* _Requirement_
Quote the records word for word, from their start through the line with "positive clicks: (15, 93)".

* _Data for processing_

________________________________________

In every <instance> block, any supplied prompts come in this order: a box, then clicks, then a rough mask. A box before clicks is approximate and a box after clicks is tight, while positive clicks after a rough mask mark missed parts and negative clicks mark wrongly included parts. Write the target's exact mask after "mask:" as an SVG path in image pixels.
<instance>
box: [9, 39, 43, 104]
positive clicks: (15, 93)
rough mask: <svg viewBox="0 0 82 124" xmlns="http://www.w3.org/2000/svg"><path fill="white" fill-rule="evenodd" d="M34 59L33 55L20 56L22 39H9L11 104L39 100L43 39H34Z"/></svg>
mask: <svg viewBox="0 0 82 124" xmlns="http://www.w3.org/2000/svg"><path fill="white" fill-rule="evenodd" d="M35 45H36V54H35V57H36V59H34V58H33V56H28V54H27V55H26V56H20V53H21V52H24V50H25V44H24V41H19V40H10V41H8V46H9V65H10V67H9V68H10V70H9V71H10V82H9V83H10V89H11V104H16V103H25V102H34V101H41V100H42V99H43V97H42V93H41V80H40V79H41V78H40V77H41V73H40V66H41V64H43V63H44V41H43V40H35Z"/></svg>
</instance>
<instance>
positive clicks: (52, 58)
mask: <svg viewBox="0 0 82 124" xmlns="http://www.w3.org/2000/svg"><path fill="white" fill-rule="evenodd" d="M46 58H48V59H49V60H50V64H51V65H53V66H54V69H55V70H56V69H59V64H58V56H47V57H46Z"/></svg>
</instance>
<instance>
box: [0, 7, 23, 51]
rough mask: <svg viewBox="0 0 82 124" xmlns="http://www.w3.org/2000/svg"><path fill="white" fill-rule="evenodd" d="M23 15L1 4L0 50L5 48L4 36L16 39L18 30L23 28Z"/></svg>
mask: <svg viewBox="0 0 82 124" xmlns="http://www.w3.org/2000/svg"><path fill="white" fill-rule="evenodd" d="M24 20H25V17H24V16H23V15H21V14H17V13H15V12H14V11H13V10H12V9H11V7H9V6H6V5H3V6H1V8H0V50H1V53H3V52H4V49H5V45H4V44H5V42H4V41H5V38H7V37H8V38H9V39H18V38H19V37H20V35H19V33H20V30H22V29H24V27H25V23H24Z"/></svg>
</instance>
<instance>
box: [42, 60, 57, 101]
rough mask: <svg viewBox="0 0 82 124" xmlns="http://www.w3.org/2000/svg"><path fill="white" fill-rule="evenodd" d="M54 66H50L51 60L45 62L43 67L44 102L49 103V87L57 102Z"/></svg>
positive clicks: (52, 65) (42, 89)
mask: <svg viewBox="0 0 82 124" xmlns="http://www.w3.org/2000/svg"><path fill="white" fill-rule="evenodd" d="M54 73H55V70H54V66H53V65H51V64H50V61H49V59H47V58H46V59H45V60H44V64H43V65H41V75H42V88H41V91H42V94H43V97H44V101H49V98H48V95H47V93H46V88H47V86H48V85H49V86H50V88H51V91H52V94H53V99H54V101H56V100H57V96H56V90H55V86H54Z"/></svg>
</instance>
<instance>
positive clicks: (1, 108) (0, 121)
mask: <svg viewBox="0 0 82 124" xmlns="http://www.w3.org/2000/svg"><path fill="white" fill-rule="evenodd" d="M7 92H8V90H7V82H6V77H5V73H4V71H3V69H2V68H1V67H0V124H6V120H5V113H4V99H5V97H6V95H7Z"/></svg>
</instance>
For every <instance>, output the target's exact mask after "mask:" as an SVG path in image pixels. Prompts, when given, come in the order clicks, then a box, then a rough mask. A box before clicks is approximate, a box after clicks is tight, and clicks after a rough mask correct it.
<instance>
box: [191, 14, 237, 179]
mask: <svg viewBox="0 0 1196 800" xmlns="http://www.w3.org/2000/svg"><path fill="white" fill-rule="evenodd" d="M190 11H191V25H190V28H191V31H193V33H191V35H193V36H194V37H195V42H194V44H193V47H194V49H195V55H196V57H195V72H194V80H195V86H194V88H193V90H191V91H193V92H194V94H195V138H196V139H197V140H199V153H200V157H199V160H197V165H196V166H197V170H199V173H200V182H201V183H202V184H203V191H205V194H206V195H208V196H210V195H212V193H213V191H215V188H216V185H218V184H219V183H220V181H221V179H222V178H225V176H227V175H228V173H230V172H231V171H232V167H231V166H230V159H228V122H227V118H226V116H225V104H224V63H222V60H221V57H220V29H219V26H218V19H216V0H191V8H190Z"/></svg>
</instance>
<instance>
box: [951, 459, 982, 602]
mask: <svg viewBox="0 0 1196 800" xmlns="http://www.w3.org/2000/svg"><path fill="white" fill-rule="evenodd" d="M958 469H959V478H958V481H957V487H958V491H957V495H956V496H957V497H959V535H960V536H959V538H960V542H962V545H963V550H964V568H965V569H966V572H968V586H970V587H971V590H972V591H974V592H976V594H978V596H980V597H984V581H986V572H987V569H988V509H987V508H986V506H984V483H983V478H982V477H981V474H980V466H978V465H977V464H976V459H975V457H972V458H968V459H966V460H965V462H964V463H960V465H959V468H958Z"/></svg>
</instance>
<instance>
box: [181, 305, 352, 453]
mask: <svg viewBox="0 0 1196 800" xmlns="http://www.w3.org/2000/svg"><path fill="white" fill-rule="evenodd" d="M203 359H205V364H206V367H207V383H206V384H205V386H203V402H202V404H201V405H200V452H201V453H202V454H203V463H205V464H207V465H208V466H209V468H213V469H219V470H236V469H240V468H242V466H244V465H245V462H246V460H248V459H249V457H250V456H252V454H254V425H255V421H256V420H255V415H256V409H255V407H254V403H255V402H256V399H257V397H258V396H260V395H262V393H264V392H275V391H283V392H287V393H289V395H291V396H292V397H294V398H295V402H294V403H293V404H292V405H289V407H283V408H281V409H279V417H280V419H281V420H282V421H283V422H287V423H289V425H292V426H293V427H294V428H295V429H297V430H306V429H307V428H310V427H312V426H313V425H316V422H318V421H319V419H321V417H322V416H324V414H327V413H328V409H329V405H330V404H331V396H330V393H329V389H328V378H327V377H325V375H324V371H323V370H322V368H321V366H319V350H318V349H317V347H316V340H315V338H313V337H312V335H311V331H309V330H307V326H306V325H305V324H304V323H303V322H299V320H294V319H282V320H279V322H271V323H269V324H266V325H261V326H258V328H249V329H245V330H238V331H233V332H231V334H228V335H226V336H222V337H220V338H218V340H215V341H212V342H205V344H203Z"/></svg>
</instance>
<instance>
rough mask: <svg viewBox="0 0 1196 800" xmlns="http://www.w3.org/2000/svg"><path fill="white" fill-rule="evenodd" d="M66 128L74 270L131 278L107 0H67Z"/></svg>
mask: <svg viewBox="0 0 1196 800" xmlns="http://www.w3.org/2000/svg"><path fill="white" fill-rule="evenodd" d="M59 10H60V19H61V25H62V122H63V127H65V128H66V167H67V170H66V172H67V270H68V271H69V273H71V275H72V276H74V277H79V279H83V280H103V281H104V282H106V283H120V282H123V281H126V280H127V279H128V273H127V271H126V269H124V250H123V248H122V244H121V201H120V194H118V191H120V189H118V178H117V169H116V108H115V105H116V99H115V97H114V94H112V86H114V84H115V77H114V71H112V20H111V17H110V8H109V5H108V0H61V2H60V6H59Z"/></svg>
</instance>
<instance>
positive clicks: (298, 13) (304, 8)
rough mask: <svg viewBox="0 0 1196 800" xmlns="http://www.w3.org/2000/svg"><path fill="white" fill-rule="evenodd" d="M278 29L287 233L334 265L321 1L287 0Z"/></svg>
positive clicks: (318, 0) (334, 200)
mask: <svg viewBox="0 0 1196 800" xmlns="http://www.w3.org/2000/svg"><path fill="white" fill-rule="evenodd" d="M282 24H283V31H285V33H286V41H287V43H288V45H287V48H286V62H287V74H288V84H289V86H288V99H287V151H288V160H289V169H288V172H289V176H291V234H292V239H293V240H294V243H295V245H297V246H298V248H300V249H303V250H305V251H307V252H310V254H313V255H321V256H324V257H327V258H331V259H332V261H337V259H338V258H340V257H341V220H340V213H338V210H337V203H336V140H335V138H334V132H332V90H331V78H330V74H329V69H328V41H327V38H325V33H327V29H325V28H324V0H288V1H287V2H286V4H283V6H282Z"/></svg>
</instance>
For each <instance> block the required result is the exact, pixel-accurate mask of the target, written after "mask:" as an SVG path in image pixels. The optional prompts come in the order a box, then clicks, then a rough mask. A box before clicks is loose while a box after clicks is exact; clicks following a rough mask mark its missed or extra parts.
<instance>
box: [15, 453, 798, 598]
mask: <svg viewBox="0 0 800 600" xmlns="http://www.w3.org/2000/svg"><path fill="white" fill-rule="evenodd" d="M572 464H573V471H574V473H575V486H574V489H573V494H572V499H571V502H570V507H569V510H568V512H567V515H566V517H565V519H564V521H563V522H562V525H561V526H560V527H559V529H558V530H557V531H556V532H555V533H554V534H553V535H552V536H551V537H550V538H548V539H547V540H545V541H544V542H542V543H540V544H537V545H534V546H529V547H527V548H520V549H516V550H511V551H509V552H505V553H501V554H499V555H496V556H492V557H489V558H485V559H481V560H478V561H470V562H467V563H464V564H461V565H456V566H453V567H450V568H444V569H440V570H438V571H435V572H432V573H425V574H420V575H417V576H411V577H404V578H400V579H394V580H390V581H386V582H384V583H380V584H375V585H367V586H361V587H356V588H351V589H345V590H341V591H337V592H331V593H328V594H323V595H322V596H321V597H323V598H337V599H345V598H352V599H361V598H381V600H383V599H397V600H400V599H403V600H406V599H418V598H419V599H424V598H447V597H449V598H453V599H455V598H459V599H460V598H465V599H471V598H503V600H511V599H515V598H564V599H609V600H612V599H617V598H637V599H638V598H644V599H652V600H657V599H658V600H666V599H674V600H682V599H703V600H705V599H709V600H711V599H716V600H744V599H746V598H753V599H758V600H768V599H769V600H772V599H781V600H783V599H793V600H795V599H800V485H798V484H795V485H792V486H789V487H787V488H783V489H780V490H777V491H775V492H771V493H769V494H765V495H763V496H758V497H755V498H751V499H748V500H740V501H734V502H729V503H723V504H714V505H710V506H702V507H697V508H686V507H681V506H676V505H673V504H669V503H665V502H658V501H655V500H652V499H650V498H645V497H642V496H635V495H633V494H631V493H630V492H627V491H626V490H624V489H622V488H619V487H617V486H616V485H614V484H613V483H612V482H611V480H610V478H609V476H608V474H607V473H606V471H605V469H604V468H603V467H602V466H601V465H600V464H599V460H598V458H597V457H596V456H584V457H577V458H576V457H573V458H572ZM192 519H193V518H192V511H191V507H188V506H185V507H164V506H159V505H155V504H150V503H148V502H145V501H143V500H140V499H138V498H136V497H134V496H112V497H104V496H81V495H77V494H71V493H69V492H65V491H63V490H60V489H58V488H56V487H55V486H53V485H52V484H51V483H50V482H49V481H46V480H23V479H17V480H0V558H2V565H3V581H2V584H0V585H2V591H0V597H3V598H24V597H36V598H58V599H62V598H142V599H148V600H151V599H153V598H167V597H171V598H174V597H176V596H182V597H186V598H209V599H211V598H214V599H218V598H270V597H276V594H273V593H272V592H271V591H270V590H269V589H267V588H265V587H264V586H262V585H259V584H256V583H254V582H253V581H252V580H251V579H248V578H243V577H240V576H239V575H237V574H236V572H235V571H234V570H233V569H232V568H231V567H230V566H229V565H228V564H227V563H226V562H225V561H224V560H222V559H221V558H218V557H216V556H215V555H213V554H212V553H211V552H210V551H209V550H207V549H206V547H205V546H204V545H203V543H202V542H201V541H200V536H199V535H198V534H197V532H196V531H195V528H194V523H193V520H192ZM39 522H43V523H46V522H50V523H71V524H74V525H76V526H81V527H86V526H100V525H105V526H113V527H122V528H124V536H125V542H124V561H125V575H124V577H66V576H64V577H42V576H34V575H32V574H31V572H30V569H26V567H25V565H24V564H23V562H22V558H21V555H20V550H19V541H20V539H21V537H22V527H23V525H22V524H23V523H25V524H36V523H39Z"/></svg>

________________________________________

* _Solution_
In every <instance> block, any supplied prompts come in this order: a box, then clicks, then a rough mask. A box before clicks is approximate and a box after clicks is tight, while positive clicks after a rough mask mark missed parts and negative clicks mark wrongly included parts. Write the target's exact mask after "mask:" as an SVG path in image pixels.
<instance>
box: [9, 39, 43, 104]
positive clicks: (15, 93)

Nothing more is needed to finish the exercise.